**What you need to do:** The lines to extract begin at the one containing "# point at: the crouching" and run to the end of the listing; set them down exactly and alone.
Start Records provided
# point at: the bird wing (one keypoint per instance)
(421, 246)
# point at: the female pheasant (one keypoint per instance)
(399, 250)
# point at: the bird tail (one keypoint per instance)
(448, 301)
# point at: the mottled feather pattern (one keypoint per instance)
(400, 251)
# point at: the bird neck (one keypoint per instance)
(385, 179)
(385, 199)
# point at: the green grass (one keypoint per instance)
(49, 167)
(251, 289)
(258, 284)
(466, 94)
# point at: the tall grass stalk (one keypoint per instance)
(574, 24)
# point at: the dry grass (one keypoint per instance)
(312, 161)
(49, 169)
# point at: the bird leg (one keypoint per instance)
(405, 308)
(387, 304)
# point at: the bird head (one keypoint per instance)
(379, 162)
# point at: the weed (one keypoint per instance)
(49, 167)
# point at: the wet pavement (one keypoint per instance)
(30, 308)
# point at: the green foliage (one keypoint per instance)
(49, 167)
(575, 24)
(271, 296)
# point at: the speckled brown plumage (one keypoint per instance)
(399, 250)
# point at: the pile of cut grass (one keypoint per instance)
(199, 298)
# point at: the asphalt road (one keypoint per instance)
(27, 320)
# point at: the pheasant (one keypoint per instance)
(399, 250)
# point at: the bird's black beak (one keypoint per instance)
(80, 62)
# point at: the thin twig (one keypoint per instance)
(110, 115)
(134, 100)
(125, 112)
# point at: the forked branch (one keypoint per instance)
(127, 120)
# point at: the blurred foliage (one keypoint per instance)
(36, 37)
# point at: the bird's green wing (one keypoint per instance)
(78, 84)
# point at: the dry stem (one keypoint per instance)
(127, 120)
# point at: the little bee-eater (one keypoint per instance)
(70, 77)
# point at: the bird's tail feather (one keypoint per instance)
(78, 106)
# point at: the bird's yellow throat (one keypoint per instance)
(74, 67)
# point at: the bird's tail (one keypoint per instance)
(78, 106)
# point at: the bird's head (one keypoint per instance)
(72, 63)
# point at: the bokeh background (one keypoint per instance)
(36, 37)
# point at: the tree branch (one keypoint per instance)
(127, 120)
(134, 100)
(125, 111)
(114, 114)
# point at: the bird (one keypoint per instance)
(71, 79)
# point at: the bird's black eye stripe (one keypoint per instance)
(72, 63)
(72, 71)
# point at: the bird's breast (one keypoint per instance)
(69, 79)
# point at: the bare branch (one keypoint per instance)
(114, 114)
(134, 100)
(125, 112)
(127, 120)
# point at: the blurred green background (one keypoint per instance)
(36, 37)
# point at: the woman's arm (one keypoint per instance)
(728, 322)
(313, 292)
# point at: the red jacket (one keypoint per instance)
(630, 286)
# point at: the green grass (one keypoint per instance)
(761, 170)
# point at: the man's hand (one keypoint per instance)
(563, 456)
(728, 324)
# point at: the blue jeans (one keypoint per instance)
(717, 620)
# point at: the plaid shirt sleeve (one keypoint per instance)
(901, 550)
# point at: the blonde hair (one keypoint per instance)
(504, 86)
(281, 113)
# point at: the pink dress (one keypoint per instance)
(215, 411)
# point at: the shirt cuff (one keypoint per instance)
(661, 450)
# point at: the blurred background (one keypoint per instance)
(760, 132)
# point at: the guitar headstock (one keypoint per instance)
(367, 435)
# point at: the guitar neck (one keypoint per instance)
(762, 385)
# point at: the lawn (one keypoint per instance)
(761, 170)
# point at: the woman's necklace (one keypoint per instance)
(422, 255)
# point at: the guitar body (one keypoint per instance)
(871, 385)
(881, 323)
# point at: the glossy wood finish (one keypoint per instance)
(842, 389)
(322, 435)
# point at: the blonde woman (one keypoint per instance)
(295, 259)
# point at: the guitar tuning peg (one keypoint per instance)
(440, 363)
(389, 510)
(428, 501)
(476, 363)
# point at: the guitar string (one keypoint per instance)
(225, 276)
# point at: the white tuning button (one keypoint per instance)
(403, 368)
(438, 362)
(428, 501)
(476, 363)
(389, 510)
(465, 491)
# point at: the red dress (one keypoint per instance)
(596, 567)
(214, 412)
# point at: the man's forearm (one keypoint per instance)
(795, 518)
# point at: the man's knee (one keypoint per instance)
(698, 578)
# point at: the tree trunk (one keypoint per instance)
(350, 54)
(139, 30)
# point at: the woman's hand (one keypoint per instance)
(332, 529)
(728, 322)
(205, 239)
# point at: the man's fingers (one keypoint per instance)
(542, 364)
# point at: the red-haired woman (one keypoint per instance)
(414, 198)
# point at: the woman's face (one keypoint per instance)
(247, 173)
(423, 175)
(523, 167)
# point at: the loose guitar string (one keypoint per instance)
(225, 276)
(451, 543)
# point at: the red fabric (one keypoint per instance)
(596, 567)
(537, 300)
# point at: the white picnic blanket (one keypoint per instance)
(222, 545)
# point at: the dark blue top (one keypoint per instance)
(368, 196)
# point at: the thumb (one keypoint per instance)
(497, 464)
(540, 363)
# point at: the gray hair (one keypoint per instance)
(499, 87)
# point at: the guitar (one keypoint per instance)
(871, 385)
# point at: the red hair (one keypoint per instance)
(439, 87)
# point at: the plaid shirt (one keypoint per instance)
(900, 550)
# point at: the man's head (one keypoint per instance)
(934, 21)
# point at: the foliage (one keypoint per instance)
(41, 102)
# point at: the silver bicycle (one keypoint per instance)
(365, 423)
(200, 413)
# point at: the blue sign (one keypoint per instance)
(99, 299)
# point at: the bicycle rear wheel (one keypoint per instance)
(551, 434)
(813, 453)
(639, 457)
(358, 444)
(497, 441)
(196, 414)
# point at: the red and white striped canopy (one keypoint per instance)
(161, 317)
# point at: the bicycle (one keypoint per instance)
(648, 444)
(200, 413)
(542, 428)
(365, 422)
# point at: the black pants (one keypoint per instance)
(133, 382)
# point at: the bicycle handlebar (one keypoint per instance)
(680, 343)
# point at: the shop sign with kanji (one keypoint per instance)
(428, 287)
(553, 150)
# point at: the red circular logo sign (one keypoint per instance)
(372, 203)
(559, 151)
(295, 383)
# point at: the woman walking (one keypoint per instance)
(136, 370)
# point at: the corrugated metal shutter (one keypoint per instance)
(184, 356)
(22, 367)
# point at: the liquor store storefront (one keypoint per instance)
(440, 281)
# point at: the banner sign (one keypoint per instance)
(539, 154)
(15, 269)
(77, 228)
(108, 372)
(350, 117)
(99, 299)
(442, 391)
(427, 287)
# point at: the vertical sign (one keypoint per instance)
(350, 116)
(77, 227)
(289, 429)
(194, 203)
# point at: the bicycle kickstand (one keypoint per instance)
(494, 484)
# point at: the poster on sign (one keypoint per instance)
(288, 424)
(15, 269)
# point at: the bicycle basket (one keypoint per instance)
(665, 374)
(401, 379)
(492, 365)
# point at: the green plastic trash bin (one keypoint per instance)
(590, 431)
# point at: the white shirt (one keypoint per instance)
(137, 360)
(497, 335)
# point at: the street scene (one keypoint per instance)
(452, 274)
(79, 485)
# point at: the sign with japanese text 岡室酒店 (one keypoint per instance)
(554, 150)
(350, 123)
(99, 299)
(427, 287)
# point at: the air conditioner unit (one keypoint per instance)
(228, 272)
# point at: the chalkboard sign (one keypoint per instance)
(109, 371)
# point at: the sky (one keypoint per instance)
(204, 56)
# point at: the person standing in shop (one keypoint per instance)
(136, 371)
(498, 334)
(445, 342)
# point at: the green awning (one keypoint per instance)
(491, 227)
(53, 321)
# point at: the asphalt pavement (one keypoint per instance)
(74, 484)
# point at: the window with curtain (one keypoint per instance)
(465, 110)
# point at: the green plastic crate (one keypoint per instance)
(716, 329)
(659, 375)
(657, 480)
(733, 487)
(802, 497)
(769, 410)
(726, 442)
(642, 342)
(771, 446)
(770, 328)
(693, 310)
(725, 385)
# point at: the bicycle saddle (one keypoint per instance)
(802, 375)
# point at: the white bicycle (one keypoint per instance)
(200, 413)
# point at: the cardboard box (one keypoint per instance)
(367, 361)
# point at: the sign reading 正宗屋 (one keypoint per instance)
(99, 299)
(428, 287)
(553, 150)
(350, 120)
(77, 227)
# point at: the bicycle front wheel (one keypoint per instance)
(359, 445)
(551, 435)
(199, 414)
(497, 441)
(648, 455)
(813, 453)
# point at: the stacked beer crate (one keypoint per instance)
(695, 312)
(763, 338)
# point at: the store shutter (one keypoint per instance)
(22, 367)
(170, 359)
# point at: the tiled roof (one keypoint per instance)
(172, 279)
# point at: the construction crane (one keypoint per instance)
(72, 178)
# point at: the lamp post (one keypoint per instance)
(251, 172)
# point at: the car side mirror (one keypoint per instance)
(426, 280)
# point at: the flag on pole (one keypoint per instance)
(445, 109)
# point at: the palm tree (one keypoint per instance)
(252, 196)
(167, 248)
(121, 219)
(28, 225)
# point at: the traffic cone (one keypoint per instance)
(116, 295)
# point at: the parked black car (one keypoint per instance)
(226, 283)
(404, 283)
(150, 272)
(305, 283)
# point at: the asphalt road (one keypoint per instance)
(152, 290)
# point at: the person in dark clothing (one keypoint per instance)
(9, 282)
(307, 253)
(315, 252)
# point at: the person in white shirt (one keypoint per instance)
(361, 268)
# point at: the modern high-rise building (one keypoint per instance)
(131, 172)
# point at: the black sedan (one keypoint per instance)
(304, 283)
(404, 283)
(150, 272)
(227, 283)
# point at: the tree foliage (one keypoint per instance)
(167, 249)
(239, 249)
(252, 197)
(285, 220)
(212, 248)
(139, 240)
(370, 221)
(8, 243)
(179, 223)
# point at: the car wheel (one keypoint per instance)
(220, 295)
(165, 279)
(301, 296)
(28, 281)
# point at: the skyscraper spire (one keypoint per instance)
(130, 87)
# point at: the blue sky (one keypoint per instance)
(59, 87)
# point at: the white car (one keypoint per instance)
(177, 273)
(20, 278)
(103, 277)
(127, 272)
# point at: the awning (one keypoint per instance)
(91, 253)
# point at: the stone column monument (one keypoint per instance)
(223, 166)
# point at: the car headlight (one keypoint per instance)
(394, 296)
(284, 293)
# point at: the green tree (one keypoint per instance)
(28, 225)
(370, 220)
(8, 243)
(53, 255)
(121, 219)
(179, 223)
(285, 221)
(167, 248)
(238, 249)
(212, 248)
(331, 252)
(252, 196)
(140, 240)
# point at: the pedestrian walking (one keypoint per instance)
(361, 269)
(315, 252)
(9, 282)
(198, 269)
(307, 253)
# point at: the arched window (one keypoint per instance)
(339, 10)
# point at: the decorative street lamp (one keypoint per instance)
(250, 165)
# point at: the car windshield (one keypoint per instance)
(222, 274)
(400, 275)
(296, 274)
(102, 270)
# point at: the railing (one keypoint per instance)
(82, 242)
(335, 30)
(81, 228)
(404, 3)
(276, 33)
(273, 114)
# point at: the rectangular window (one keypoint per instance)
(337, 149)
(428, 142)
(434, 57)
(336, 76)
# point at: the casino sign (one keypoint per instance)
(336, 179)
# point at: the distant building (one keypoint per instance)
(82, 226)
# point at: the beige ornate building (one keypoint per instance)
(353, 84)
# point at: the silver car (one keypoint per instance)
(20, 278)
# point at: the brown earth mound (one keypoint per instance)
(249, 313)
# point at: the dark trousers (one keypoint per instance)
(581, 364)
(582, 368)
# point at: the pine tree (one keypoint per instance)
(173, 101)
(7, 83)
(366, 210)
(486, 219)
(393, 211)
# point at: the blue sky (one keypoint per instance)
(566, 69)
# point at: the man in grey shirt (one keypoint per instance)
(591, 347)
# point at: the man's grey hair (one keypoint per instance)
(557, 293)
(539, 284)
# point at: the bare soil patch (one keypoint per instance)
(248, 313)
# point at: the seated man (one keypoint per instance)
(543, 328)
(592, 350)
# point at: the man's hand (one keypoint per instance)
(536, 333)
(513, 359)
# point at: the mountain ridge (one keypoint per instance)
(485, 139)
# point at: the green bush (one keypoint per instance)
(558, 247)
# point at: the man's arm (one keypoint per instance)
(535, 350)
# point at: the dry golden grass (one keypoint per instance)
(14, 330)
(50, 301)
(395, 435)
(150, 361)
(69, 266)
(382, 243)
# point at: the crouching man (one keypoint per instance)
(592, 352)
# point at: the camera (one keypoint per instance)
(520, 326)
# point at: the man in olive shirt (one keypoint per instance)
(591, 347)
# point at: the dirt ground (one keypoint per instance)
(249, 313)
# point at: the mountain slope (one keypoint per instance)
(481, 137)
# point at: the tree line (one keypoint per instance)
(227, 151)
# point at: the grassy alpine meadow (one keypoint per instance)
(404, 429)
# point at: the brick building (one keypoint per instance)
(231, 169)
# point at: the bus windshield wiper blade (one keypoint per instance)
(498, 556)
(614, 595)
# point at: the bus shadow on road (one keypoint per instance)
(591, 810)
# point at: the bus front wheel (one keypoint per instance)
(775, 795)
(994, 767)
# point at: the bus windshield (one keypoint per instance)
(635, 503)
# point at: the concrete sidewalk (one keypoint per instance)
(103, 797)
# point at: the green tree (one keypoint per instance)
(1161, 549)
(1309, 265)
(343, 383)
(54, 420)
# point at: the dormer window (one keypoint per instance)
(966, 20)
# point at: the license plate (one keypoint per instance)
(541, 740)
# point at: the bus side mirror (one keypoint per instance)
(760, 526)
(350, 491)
End Records provided
**The solution:**
# point at: the crouching man (one keypoint per instance)
(592, 352)
# point at: the camera (one keypoint per instance)
(520, 326)
# point at: the man in olive shirt (one keypoint per instance)
(591, 347)
# point at: the dirt ground (one keypoint per instance)
(249, 313)
# point at: the mountain slope (one keypoint per instance)
(481, 137)
# point at: the tree line (one keypoint per instance)
(227, 151)
# point at: the grassy alpine meadow (one keypoint per instance)
(404, 429)
# point at: the brick building (one keypoint per instance)
(231, 169)
# point at: the bus windshield wiper blade (one keypoint per instance)
(498, 556)
(614, 595)
# point at: the bus shadow on road (one keypoint per instance)
(591, 810)
# point at: the bus front wheel (one keypoint per instance)
(775, 795)
(994, 767)
# point at: the bus windshield (one keypoint per instance)
(635, 503)
# point at: the concrete sidewalk (one keypoint per instance)
(103, 797)
# point at: the green tree (one keypoint per instance)
(1161, 549)
(1309, 265)
(343, 383)
(54, 420)
# point at: the dormer window (one keypoint per instance)
(966, 20)
# point at: the license plate (one keypoint per instance)
(541, 740)
# point at: the bus side mirror (one keypoint per instance)
(760, 526)
(350, 491)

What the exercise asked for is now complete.